═════ EXCERPT TO READ ═════
Regardless, these burgers were outstanding, and I know they will even taste BETTER with the island-infused curry powder and perhaps cooking my black beans just a tiny bit longer so the mashing process goes a little easier.

dinner2Baked bean burger goodness.

Isa includes a recipe for nectarine salsa with these burgers. But, since nectarines aren’t in season, I didn’t want to chance it. Instead, I picked up some Mrs. Renfro’s Mango Habanero Salsa. In three words: ay de mi!

Island Black Bean Burgers
Makes 8 burgers (mine made 10 somehow)
Total time: 45 minutes; Active time: 20 minutes

For the burgers:

1 (15-ounce) can black beans, rinsed and drained (1 1/2 cups)
1 (15-ounce) can black-eyed peas, rinsed and drained (1 1/2 cups)
═════ MATERIAL PROVIDED ═════
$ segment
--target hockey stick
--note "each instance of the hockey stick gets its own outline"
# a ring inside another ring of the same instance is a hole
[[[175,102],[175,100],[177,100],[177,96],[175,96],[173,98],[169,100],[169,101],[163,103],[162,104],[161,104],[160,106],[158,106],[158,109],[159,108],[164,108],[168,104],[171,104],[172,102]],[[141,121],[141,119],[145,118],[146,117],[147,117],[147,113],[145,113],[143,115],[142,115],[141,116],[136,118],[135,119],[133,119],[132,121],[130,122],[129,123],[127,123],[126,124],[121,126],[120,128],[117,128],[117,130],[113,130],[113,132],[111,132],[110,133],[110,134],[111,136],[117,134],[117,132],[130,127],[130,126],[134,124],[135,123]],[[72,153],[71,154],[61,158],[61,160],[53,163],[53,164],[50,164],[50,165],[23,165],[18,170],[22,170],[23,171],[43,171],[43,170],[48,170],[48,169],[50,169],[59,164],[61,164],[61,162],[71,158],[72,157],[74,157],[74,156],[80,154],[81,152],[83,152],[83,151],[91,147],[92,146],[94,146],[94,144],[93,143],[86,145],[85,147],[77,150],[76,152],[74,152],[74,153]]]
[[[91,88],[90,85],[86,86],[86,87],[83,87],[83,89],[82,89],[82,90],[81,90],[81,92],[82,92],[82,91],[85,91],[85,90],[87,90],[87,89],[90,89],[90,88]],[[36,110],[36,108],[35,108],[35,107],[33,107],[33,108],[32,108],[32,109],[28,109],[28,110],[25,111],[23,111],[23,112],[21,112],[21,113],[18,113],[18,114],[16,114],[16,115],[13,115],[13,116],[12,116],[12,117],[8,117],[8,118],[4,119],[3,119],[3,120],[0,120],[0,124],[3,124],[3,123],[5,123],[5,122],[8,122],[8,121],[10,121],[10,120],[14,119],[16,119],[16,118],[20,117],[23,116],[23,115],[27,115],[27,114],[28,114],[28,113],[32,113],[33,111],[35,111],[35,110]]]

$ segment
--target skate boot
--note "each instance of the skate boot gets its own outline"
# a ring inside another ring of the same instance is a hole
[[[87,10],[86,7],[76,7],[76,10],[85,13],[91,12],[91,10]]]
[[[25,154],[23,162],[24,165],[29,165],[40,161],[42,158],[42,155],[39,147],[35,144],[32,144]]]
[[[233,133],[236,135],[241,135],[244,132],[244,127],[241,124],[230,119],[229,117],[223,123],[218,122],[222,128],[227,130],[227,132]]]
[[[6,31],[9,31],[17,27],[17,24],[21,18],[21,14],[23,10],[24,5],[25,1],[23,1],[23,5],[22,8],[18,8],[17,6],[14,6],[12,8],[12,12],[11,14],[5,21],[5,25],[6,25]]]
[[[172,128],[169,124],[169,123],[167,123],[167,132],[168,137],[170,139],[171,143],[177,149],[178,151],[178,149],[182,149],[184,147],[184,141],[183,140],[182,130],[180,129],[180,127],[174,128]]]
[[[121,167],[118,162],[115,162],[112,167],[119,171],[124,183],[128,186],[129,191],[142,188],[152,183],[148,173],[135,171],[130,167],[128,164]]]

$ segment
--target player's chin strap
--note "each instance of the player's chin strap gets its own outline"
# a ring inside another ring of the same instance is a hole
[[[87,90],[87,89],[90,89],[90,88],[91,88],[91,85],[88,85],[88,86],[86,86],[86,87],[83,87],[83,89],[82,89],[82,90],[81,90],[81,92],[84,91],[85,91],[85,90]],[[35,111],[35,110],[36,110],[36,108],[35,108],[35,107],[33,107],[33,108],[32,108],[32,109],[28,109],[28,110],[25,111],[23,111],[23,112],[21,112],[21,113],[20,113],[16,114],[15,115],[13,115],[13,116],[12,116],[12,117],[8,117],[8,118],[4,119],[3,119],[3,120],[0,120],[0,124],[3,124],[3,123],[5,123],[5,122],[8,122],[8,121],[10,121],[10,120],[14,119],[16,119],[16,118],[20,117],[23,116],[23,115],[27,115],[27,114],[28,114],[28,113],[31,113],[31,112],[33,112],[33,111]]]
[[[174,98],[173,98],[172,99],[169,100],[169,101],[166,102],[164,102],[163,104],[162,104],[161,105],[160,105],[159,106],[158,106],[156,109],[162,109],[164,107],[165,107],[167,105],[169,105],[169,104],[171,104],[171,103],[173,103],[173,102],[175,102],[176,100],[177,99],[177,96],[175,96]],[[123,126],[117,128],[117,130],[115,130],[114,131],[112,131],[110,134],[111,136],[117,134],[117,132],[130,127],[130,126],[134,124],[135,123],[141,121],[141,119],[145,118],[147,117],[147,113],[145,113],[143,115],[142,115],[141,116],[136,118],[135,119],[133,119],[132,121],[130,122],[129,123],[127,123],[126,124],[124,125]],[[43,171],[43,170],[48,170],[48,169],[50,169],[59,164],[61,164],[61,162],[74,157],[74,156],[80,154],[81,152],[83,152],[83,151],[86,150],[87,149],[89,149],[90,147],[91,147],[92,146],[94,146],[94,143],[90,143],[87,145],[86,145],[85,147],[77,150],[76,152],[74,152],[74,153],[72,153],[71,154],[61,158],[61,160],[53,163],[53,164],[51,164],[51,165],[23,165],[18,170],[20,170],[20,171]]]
═════
Can you finish out the next part of the black bean burger recipe, picking up after the line about the can of black-eyed peas?

_YOUR RESPONSE_
1/2 cup finely chopped red bell pepper
1 cup finely chopped scallions
3 tablespoons finely chopped fresh cilantro
1 tablespoon plus 2 teaspoon Jamaican curry powder
1 teaspoon salt
1/4 cup vegetable broth
2 teaspoons fresh lime juice
1 cup panko breadcrumbs

Burger buns
Additional toppings of choice (mango or pineapple salsa is fun!)

Directions:

Preheat the oven to 400F.

In a medium bowl, use a small potato masher (or a strong fork) to mash the black beans and black-eyed peas. They should be good and mushy but not totally pureed, with a few beans still identifiable in the mix.

Add the red pepper, scallions, cilantro, curry powder, salt, broth, and lime juice and mix well. Mix in the panko until it all holds together. Refrigerate for 10 minutes or so.

Then, line a baking sheet with parchment paper and spray or brush with oil. Form the burger mixture into 8 patties (or more) that are about 1 inch thick. Spray or brush with a little more oil and bake for 15 minutes. Flip the burgers and bake for 12 to 15 more minutes, until nicely browned.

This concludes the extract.